ROWS –
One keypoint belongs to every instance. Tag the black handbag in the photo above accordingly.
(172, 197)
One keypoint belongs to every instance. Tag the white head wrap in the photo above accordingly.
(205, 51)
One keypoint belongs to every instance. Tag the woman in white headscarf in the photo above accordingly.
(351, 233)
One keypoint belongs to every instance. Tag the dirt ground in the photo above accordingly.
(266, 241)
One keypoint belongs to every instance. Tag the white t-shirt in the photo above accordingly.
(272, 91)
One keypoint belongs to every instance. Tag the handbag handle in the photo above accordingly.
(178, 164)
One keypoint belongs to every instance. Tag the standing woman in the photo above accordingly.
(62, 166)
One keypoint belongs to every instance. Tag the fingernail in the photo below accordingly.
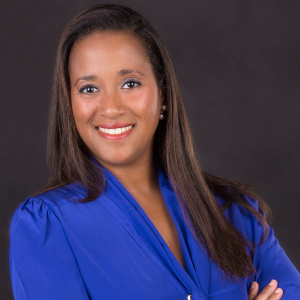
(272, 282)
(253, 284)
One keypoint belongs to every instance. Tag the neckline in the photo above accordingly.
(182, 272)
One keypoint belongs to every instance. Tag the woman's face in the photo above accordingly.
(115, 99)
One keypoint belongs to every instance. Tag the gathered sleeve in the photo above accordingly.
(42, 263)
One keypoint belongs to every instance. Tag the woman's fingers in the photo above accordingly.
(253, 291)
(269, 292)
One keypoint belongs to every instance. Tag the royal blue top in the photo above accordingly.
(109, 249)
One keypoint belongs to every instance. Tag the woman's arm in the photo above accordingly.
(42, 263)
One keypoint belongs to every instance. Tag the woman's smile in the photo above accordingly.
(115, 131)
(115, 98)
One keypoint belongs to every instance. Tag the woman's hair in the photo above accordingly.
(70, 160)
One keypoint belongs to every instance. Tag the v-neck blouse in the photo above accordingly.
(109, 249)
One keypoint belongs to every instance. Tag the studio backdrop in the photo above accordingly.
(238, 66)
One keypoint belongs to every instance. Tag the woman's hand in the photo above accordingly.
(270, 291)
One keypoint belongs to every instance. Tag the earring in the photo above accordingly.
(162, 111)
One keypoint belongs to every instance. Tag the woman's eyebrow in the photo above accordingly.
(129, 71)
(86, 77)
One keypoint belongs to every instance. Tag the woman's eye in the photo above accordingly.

DO THIS – Rewrite the data above as a numbered list, from the line with "One keypoint belongs to every instance. Tag the woman's eyebrow" up to and including the last line, leaving out any blank lines.

RESULT –
1. One keypoint belongs to every instance. Tag the woman's eyebrow in the photo above accordingly.
2. (129, 71)
3. (86, 77)
4. One keypoint belongs to every instance. Tag the woman's eye in the photo above accordingly.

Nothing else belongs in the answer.